What is needed: Reproduce exactly the lines of the listing from the one containing "Target: jeans pocket" to its final line, both included.

┌──

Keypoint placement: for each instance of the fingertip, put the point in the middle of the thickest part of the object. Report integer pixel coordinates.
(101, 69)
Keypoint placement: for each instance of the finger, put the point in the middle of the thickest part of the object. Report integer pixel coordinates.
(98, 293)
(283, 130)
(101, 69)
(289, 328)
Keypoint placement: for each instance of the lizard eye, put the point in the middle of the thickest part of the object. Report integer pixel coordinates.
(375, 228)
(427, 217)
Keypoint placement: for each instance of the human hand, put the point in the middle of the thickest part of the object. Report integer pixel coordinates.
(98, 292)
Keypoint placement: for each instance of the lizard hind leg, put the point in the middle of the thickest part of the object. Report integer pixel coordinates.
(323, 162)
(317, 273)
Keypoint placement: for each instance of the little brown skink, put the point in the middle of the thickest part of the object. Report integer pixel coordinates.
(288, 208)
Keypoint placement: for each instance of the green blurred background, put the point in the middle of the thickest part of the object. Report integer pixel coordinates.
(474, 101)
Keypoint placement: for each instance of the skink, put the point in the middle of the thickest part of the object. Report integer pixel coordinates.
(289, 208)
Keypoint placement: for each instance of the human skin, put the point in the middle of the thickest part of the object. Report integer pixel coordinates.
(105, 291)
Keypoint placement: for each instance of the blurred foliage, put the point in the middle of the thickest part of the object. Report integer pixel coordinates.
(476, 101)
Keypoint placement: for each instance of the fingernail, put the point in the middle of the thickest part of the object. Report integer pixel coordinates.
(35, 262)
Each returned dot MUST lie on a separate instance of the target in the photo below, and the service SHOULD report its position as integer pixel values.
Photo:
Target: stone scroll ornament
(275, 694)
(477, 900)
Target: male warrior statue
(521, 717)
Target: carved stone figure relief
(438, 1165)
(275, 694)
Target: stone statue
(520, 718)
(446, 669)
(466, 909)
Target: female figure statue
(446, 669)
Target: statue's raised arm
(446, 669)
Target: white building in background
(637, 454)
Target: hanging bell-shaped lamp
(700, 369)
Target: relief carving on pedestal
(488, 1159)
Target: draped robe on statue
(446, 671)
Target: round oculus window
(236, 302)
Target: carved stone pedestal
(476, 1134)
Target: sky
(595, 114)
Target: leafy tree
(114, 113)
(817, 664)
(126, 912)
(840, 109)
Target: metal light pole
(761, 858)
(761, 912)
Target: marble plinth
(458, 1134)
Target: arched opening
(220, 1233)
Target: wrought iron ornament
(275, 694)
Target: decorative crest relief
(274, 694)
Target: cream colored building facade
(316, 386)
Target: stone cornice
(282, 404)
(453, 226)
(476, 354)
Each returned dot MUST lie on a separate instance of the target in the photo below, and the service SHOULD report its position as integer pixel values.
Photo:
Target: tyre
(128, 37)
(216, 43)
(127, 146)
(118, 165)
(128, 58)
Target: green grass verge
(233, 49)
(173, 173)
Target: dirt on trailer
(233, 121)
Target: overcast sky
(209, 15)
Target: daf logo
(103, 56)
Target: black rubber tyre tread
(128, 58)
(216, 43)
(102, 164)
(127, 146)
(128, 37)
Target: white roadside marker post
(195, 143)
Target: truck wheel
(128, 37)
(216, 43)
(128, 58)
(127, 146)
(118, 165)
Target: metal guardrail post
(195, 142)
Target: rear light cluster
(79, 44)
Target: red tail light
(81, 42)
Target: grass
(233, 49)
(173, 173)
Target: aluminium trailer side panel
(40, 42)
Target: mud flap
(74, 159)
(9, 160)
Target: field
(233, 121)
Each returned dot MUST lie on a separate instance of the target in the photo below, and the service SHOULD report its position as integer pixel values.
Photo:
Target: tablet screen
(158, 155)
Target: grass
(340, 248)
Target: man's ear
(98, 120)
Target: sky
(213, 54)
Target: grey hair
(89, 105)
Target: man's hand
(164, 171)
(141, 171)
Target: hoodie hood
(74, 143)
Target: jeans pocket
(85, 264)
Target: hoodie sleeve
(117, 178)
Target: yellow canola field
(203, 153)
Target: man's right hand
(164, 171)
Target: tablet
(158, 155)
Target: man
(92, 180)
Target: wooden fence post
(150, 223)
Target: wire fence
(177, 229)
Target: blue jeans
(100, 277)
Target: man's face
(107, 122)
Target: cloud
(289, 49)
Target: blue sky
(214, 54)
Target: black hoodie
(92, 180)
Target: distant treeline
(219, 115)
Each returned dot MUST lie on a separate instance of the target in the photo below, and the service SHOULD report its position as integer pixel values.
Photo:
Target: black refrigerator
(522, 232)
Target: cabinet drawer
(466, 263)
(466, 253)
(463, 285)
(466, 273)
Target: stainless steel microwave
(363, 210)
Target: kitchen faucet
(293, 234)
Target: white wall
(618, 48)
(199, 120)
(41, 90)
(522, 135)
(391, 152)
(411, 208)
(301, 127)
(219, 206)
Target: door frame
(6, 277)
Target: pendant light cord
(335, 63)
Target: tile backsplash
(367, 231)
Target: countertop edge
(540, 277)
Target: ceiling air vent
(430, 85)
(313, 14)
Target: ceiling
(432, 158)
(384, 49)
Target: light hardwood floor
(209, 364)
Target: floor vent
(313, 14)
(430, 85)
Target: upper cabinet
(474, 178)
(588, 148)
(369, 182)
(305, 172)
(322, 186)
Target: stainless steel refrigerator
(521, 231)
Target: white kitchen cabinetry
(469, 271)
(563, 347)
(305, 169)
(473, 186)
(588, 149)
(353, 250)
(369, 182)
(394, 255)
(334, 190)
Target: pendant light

└──

Answer box:
Target: jeans pocket
(85, 264)
Target: hoodie sleeve
(117, 178)
Target: yellow canola field
(203, 153)
Target: man's right hand
(164, 171)
Target: tablet
(158, 155)
Target: man
(92, 180)
Target: wooden fence post
(150, 223)
Target: wire fence
(177, 229)
Target: blue jeans
(100, 277)
Target: man's face
(107, 122)
Target: cloud
(289, 49)
Target: blue sky
(214, 54)
Target: black hoodie
(92, 180)
Target: distant treeline
(219, 115)
Each returned dot MUST lie on a separate instance of the target in the photo below, and the service SHOULD report its position as integer pixel values.
Photo:
Target: black refrigerator
(522, 232)
Target: cabinet drawer
(466, 263)
(466, 253)
(463, 285)
(466, 273)
Target: stainless steel microwave
(363, 210)
Target: kitchen faucet
(293, 234)
Target: white wall
(618, 48)
(199, 120)
(41, 90)
(522, 135)
(391, 152)
(411, 208)
(301, 127)
(219, 206)
Target: door frame
(6, 277)
Target: pendant light cord
(335, 63)
Target: tile backsplash
(367, 231)
Target: countertop edge
(540, 277)
Target: ceiling air vent
(430, 85)
(313, 14)
Target: ceiling
(432, 158)
(384, 49)
Target: light hardwood floor
(209, 364)
Target: floor vent
(313, 14)
(430, 85)
Target: upper cabinet
(474, 178)
(588, 148)
(369, 182)
(305, 172)
(322, 186)
Target: stainless steel refrigerator
(521, 231)
Target: white kitchen cabinetry
(469, 271)
(563, 347)
(305, 169)
(473, 186)
(588, 149)
(353, 250)
(369, 182)
(394, 255)
(334, 190)
Target: pendant light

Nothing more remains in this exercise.